* WRITTEN PROBLEM *
Copy the lines below word for word, starting at the line containing "Spot the window;" and ending at the line containing "[[[67,133],[66,135],[66,148],[80,148],[80,134]]]", with both of those lines included. Leave the pictures out of your answer.

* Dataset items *

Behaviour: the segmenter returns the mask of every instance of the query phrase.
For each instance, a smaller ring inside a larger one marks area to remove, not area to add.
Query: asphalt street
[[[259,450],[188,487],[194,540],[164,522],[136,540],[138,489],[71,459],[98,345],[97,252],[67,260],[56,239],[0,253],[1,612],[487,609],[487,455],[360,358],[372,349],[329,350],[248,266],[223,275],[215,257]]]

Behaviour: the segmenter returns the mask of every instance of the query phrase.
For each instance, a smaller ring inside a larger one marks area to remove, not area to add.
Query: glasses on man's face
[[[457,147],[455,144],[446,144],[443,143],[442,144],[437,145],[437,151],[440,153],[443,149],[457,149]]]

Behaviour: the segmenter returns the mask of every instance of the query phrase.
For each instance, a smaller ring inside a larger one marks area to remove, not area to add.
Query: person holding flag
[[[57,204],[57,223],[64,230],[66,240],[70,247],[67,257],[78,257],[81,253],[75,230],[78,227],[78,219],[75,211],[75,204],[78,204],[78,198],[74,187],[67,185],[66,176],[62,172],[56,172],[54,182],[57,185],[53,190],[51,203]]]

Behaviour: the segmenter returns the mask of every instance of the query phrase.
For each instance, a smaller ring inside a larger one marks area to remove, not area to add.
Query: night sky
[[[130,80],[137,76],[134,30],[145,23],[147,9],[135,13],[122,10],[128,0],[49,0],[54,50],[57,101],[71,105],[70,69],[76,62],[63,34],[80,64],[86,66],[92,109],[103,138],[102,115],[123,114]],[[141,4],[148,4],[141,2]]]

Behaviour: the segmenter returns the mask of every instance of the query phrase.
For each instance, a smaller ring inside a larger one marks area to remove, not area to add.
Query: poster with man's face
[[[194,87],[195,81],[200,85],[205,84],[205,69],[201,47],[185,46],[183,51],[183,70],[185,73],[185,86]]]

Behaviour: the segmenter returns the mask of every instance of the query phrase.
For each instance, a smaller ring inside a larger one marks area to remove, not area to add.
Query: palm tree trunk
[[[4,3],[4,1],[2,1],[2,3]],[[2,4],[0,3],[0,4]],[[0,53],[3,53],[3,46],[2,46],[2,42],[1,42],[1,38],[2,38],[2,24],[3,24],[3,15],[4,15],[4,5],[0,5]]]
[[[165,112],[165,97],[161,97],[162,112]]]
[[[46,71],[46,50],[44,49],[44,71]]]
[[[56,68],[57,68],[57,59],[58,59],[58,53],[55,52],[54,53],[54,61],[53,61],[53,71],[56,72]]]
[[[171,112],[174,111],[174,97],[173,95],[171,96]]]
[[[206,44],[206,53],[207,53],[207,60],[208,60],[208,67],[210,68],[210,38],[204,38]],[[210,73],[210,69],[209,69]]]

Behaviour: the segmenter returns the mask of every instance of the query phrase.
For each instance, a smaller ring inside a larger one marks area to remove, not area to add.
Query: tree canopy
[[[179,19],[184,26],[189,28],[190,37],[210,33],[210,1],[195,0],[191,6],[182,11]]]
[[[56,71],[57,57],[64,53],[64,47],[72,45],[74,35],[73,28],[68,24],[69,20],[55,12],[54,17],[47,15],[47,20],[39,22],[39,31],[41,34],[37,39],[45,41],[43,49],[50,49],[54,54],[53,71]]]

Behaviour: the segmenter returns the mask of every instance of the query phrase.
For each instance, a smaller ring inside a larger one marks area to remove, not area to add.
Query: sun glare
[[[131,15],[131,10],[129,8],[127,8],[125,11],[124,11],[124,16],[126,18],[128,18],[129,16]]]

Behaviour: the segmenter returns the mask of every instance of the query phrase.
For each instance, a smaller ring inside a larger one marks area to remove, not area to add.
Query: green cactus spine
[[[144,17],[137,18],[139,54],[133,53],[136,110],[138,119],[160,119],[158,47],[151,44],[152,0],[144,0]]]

---

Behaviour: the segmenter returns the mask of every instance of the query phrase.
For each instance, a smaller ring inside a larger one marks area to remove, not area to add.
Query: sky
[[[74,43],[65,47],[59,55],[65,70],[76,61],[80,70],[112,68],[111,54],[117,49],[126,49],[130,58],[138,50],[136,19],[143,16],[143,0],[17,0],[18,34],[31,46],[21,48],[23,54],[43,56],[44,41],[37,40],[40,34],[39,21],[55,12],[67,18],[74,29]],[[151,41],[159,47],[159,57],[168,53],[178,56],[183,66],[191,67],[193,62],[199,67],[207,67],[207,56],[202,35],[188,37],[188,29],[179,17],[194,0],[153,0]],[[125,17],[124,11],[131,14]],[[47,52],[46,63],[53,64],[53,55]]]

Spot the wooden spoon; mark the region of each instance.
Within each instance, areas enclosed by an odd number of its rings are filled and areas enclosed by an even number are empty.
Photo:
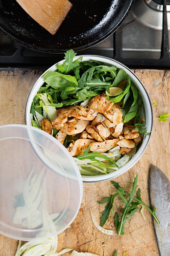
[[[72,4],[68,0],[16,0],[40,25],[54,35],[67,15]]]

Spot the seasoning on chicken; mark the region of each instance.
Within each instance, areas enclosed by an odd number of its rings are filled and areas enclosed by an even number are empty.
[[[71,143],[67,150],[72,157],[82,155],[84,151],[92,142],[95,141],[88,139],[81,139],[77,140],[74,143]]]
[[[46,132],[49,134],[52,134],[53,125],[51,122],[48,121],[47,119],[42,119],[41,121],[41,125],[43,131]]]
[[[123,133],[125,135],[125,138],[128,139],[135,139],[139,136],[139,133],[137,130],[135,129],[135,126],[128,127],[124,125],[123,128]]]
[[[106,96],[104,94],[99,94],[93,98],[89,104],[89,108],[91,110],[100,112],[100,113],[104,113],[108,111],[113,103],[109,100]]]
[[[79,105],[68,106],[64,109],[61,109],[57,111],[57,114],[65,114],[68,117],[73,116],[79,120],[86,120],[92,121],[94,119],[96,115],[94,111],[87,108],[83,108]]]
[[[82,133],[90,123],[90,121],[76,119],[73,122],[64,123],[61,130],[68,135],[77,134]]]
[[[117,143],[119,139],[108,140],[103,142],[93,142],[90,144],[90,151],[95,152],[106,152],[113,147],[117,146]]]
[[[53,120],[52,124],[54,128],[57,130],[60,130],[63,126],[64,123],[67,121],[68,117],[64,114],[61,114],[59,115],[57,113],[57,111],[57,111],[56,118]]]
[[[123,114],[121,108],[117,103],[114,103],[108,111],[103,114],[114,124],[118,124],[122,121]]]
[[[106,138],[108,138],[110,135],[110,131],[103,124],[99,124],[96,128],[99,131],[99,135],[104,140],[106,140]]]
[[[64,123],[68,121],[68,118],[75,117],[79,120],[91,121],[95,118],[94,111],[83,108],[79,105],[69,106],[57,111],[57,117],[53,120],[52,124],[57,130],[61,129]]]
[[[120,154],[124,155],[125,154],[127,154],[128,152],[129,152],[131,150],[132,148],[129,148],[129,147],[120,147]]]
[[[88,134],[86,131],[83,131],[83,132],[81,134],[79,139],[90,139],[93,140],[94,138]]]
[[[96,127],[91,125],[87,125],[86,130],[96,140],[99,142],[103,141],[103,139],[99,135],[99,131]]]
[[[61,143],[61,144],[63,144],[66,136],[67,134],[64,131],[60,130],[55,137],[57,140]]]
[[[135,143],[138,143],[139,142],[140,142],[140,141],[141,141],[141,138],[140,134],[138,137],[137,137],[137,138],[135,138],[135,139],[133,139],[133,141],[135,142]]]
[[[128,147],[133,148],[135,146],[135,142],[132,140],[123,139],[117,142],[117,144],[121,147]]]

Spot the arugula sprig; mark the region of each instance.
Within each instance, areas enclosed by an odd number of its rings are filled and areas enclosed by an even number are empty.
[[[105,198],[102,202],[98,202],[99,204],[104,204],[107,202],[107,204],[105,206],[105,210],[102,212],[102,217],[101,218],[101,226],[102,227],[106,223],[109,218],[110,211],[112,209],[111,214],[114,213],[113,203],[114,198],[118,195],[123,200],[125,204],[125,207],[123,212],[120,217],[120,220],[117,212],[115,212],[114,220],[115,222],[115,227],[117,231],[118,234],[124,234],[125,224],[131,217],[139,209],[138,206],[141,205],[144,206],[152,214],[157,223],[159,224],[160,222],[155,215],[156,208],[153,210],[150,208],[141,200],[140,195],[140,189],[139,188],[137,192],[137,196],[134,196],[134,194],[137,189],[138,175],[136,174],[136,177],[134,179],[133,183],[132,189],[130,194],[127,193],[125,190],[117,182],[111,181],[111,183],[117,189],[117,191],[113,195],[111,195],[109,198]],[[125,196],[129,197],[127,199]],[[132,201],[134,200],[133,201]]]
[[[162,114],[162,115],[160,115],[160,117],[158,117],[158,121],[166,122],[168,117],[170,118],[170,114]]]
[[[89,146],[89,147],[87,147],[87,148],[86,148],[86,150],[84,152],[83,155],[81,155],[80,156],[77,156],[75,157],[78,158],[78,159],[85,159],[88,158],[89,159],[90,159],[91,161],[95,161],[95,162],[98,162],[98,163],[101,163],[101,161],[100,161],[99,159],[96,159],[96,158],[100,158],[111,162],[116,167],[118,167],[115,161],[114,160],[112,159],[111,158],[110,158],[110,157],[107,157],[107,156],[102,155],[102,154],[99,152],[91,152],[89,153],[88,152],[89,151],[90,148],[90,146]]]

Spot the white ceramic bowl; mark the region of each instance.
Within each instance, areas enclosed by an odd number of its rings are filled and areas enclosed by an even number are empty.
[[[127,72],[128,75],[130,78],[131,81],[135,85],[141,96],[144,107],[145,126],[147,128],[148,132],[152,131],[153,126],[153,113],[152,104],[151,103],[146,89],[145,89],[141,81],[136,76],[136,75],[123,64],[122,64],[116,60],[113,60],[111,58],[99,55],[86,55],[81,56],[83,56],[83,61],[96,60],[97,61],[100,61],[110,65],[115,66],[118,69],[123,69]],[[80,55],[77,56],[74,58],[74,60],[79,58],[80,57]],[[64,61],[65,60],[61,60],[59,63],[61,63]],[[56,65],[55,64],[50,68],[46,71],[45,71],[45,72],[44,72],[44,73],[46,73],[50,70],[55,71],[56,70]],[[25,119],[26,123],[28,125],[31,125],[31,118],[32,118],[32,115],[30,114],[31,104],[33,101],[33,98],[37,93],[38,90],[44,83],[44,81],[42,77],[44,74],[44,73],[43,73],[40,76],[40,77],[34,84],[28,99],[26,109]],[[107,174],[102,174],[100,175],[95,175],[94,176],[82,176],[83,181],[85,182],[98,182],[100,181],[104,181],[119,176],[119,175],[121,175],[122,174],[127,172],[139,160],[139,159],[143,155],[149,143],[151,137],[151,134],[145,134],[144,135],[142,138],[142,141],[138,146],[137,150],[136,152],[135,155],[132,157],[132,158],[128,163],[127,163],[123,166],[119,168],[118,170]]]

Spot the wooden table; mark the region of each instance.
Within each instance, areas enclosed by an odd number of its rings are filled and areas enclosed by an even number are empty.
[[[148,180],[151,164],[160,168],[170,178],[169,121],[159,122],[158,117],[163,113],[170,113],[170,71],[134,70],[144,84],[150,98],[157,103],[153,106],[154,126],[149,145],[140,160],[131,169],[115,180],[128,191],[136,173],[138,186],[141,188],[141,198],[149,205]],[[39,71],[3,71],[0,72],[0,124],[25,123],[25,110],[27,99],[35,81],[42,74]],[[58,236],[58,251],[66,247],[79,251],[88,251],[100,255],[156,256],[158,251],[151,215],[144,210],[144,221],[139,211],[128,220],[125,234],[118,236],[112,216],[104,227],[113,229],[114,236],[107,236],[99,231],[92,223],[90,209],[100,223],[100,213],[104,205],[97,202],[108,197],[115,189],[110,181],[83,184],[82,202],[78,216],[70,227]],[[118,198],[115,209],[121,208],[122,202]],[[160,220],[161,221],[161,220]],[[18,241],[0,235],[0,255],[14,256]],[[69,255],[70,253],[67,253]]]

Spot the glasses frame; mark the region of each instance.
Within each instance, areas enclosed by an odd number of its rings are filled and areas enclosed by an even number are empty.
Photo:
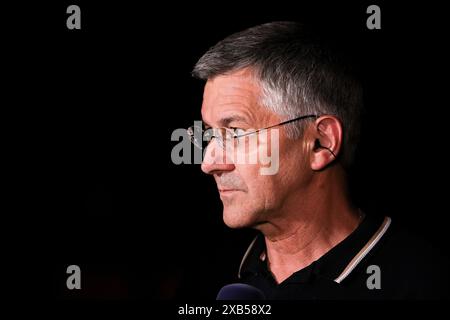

==

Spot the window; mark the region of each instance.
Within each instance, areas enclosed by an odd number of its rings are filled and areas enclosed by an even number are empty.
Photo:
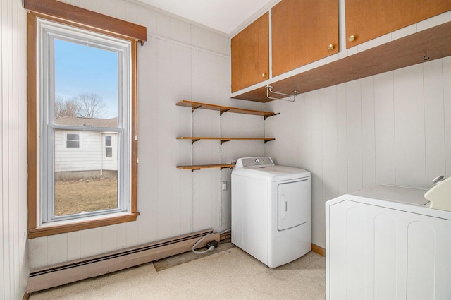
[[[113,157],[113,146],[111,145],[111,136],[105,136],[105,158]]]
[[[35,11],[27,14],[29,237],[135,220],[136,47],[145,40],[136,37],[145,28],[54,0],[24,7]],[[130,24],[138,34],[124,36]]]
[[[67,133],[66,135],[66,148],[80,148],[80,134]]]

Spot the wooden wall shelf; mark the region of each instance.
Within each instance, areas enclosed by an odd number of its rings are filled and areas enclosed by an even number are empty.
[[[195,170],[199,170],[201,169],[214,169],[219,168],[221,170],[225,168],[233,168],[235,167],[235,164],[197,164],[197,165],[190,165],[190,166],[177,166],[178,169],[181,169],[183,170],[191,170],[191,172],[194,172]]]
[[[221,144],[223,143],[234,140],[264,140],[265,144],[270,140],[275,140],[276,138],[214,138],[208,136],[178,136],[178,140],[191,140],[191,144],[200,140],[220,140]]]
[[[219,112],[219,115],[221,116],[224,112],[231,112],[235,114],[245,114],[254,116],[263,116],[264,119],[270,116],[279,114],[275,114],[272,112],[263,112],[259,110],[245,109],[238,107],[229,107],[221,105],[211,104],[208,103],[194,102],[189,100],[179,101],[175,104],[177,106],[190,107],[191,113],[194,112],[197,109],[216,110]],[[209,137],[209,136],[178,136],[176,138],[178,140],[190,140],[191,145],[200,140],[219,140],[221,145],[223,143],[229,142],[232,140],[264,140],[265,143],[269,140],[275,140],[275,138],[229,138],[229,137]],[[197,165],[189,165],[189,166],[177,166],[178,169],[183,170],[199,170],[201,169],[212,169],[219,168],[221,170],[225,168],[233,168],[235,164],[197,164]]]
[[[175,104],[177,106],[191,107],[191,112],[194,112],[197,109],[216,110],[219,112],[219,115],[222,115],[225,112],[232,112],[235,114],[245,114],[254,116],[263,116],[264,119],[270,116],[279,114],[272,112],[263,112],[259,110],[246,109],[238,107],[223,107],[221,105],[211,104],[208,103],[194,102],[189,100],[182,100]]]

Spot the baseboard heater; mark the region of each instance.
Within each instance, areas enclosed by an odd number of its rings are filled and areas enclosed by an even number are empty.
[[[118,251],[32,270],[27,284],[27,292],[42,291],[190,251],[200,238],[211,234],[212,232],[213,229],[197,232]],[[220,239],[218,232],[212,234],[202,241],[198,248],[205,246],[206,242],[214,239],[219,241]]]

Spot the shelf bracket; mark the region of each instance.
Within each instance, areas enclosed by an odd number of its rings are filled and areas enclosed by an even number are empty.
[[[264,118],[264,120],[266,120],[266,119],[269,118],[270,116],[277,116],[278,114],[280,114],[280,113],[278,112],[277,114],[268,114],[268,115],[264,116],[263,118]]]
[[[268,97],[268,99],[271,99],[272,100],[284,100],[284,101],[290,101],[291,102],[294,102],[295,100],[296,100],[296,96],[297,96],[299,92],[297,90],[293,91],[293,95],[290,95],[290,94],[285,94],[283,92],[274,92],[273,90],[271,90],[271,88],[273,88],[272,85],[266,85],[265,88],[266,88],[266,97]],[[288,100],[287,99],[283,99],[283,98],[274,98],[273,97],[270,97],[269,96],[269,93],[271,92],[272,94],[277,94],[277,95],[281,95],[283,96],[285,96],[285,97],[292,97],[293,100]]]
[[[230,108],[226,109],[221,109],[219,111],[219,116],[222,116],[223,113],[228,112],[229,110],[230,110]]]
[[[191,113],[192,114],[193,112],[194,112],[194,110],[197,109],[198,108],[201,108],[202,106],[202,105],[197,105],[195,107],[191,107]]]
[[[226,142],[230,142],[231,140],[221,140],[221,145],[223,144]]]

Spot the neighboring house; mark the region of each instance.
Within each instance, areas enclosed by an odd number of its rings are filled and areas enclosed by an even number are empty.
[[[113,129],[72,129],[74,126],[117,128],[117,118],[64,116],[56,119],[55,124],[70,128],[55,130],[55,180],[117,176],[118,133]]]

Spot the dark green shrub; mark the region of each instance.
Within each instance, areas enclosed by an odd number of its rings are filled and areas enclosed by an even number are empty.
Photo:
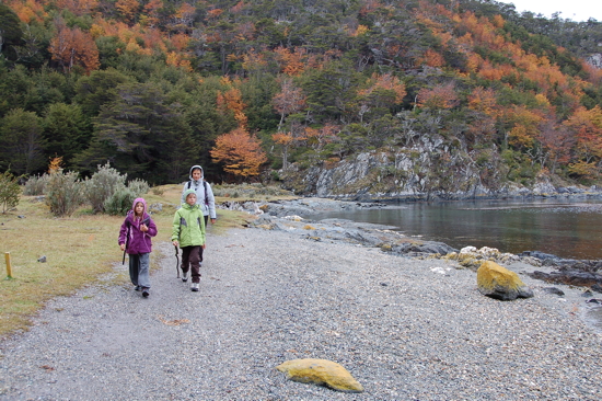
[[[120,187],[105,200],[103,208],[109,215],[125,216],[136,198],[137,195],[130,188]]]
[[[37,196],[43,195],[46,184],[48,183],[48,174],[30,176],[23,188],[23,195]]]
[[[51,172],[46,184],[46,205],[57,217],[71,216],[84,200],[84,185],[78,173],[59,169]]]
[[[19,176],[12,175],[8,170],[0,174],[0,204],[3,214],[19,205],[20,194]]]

* TASK RESPONSE *
Spot the window; mark the region of each instance.
Within each instance, areas enclosed by an odd number of its rings are filled and areas enclosed by an even number are empty.
Photo:
[[[113,157],[113,146],[111,145],[111,136],[105,136],[105,158]]]
[[[35,11],[27,14],[29,237],[135,220],[136,47],[145,40],[136,37],[145,28],[54,0],[24,7]],[[130,24],[138,34],[124,36]]]
[[[67,133],[66,135],[66,148],[80,148],[80,134]]]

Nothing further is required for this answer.